━━━ MATERIALS PROVIDED

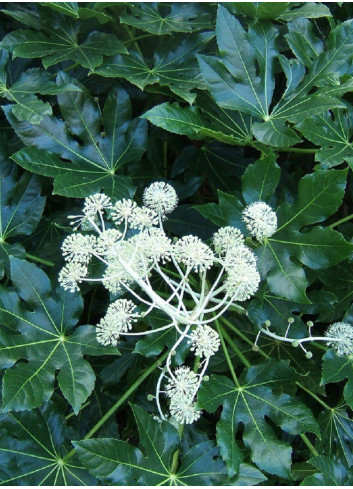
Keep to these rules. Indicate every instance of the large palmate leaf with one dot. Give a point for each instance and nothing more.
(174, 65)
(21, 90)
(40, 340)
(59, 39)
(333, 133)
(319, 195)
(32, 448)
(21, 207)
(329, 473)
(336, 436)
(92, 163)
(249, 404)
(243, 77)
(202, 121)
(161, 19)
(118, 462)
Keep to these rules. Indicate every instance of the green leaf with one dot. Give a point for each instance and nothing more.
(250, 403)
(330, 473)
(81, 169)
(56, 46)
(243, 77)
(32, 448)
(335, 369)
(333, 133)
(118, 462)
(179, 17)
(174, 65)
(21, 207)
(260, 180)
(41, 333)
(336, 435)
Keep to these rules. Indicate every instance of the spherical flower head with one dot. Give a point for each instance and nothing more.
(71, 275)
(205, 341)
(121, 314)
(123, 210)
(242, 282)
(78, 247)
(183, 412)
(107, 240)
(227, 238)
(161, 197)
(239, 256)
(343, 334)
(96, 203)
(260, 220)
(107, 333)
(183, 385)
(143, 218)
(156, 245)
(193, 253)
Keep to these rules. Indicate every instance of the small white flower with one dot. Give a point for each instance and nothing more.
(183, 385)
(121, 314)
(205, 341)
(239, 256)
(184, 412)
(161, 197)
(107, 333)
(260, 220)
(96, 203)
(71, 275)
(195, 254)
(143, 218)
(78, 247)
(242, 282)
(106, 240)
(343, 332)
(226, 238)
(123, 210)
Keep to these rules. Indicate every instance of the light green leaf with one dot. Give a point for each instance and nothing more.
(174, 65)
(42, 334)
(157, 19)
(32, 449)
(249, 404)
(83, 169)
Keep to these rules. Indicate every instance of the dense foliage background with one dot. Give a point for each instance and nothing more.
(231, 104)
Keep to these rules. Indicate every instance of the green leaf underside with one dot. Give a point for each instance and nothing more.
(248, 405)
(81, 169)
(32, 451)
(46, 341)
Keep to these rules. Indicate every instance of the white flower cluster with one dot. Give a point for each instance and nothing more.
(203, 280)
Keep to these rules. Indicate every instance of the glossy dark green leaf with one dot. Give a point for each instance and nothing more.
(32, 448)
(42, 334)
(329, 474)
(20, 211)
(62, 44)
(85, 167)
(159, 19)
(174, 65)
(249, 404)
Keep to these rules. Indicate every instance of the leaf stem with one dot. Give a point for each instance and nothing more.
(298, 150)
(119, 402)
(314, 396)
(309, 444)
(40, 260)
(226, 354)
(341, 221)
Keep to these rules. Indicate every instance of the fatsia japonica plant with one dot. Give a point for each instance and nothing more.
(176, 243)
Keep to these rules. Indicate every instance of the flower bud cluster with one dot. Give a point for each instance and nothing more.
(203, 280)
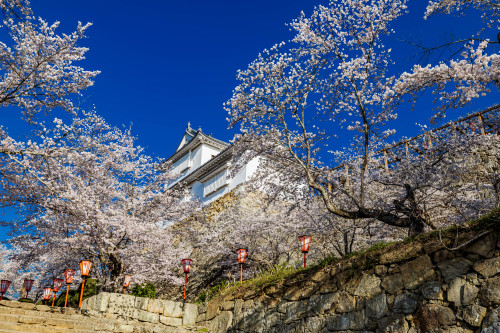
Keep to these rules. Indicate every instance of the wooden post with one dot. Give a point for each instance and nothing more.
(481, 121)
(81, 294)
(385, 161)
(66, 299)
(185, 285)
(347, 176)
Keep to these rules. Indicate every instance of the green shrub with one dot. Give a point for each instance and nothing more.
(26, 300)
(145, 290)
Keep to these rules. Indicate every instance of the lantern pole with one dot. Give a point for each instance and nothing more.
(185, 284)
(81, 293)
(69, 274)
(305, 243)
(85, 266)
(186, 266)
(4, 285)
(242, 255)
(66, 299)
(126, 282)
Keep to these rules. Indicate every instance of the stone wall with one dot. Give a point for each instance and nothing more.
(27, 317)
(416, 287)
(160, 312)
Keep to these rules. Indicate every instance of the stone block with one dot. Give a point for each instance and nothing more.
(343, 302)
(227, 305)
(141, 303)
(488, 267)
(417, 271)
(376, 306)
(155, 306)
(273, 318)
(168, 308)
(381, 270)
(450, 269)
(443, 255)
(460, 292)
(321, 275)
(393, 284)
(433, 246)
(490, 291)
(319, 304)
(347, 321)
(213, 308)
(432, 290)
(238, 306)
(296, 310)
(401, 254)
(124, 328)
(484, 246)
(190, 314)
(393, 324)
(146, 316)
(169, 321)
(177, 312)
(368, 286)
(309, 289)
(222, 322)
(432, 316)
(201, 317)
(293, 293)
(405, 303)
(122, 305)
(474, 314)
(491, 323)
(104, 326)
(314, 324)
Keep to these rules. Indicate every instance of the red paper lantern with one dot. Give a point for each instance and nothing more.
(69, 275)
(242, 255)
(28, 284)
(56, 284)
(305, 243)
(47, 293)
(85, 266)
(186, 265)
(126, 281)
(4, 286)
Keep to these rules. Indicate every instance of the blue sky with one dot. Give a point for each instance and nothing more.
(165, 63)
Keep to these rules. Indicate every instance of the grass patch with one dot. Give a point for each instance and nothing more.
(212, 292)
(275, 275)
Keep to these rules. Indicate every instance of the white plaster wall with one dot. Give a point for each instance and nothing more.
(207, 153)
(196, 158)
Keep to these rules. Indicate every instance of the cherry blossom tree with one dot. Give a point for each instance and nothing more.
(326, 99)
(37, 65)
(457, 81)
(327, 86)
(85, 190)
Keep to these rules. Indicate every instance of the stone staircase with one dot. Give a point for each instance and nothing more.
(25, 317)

━━━━━━

◆ **EXERCISE REQUIREMENTS**: Output the line holding "Keep to these rules. Indicate every instance of the grass", then every later line through the end of the records above, exactly as given and nothing else.

◆ **ANSWER BELOW**:
Keep to these rules. Indicate every instance of the grass patch with one dot. Give a point for each instance and nothing more.
(212, 292)
(275, 275)
Keep to these rules. Indicate every instance of the white plaster wall with one dot. Give a point for each instance and nothing more.
(207, 153)
(196, 158)
Keep to these rules. Indicate every instance of the cherry blossom tree with one dot. Give a point for each instance and nothing more.
(326, 99)
(37, 65)
(457, 81)
(327, 86)
(85, 190)
Keep to these rules. Indicate every instance of the stone staircase with one dot. Give a point for each instance and nothing more.
(25, 317)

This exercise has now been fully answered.